_What you will do_
(A) In the post about configuring JupyterHub with Slurm, list the short identifier given to each job profile in `c.ProfilesSpawner.profiles`, such as the one that follows the profile's display label.
(B) Carry on the post about configuring JupyterHub with Slurm, starting right after its final line.

[slurm-users] Major newbie - Slurm/jupyterhub

Tue May 5 08:59:01 UTC 2020

Hi Lisa,

Below is my jupyterhub slurm config. It uses the profiles, which allows you
to spawn different sized jobs.  I found the most useful thing for debugging
is to make sure that the --output option is being honoured; any jupyter
python errors will end up there, and to to explicitly set the python
environment at the start of the script. (The example below uses conda,
replace with whatever makes sense in your environment).

Hope that helps,

Guy

#Extend timeouts to deal with slow job launch
c.JupyterHub.spawner_class = 'wrapspawner.ProfilesSpawner'
c.Spawner.start_timeout=120
c.Spawner.term_timeout=20
c.Spawner.http_timeout = 120

# Set up the various sizes of job
c.ProfilesSpawner.profiles = [
("Local server: (Run on local machine)", "local",
"jupyterhub.spawner.LocalProcessSpawner", {'ip':'0.0.0.0'}),
("Single CPU: (1 CPU, 8GB, 48 hrs)", "cpu1", "batchspawner.SlurmSpawner",
 dict(req_options=" -n 1 -t 48:00:00 -p normal --mem=8G ")),
("Single GPU: (1 CPU, 1 GPU, 8GB, 48 hrs)", "gpu1",
"batchspawner.SlurmSpawner",
 dict(req_options=" -n 1 -t 48:00:00 -p normal --mem=8G --gres=gpu:k40:1")),
("Whole Node: (32 CPUs, 128 GB, 48 hrs)", "node1",
"batchspawner.SlurmSpawner",
 dict(req_options=" -n 32 -N 1  -t 48:00:00 -p normal --mem=127000M")),
("Whole GPU Node: (32 CPUs, 2 GPUs, 128GB, 48 hrs)", "gnode1",
"batchspawner.SlurmSpawner",
 dict(req_options=" -n 32 -N 1  -t 48:00:00 -p normal --mem=127000M
--gres=gpu:k40:2")),
]

#Configure the batch job. Make sure --output is set and explicitly set up
#the jupyterhub python environment
c.SlurmSpawner.batch_script = """#!/bin/bash
#SBATCH --output={homedir}/jupyterhub_slurmspawner_%j.log
#SBATCH --job-name=spawner-jupyterhub
#SBATCH --chdir={homedir}
#SBATCH --export={keepvars}
#SBATCH --get-user-env=L
#SBATCH {options}
trap 'echo SIGTERM received' TERM
 . /usr/local/jupyterhub/miniconda3/etc/profile.d/conda.sh
conda activate /usr/local/jupyterhub/jupyterhub
which jupyterhub-singleuser
{cmd}
echo "jupyterhub-singleuser ended gracefully"

_Entries provided_
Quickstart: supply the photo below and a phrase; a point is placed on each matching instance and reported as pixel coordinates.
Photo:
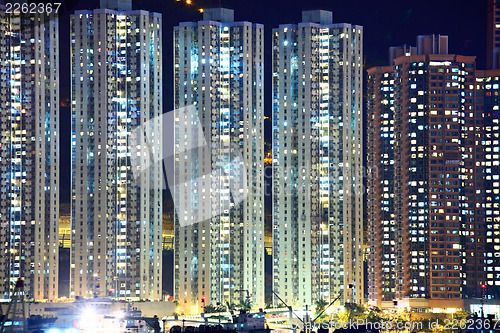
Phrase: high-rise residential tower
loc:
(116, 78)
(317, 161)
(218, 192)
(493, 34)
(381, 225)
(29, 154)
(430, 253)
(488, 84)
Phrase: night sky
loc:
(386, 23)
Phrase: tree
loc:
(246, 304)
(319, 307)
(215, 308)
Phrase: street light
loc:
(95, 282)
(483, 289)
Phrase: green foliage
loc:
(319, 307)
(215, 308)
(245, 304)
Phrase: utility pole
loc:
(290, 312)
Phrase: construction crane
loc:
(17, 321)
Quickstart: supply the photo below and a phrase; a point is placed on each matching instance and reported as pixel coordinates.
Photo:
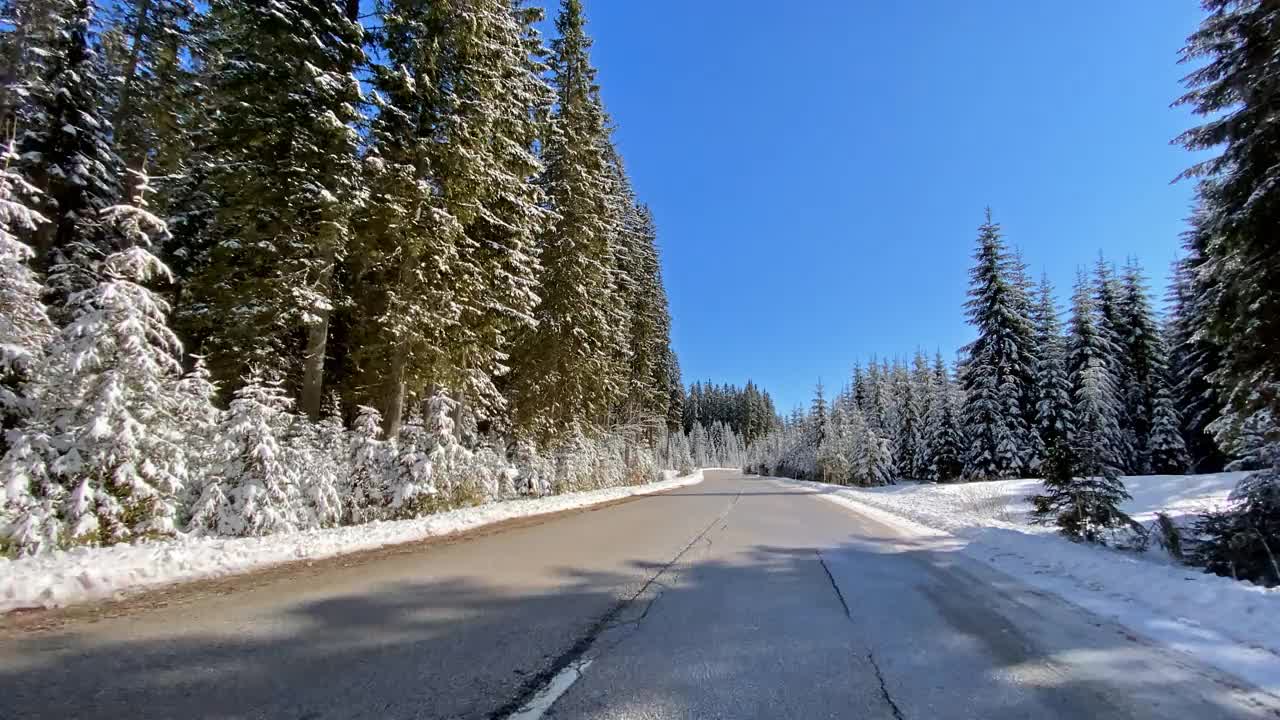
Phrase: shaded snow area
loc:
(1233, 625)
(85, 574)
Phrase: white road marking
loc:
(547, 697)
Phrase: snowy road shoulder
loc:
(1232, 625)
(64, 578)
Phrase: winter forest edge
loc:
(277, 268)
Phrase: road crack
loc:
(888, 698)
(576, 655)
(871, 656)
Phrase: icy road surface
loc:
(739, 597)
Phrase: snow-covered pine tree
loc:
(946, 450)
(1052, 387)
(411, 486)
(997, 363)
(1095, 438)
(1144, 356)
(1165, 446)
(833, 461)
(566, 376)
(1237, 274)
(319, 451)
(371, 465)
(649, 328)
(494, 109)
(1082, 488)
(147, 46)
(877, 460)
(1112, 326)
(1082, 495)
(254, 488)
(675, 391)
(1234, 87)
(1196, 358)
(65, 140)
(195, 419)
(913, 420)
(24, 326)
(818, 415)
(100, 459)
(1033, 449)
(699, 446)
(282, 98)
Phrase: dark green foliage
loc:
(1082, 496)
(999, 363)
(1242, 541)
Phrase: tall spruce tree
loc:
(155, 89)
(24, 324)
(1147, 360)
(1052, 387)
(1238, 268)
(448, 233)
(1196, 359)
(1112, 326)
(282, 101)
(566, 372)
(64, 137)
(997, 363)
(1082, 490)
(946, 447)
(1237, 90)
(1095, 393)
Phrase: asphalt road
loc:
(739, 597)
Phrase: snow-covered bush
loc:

_Task-by-task results_
(A) local, cpu1, gpu1, node1, gnode1

(B)
"""

On Tue, 5 May 2020 at 01:27, Lisa Kay Weihl <lweihl at bgsu.edu> wrote:

> I have a single server with 2 cpu, 384gb memory and 4 gpu (GeForce RTX
> 2080 Ti).
>
> Use is to be for GPU ML computing and python based data science.
>
> One faculty wants jupyter notebooks, other faculty member is used to using
> CUDA for GPU but has only done it on a workstation in his lab with a GUI.
> New faculty member coming in has used nvidia-docker container for GPU (I
> think on a large cluster, we are just getting started)
>
> I'm charged with making all this work and hopefully all at once. Right now
> I'll take one thing working.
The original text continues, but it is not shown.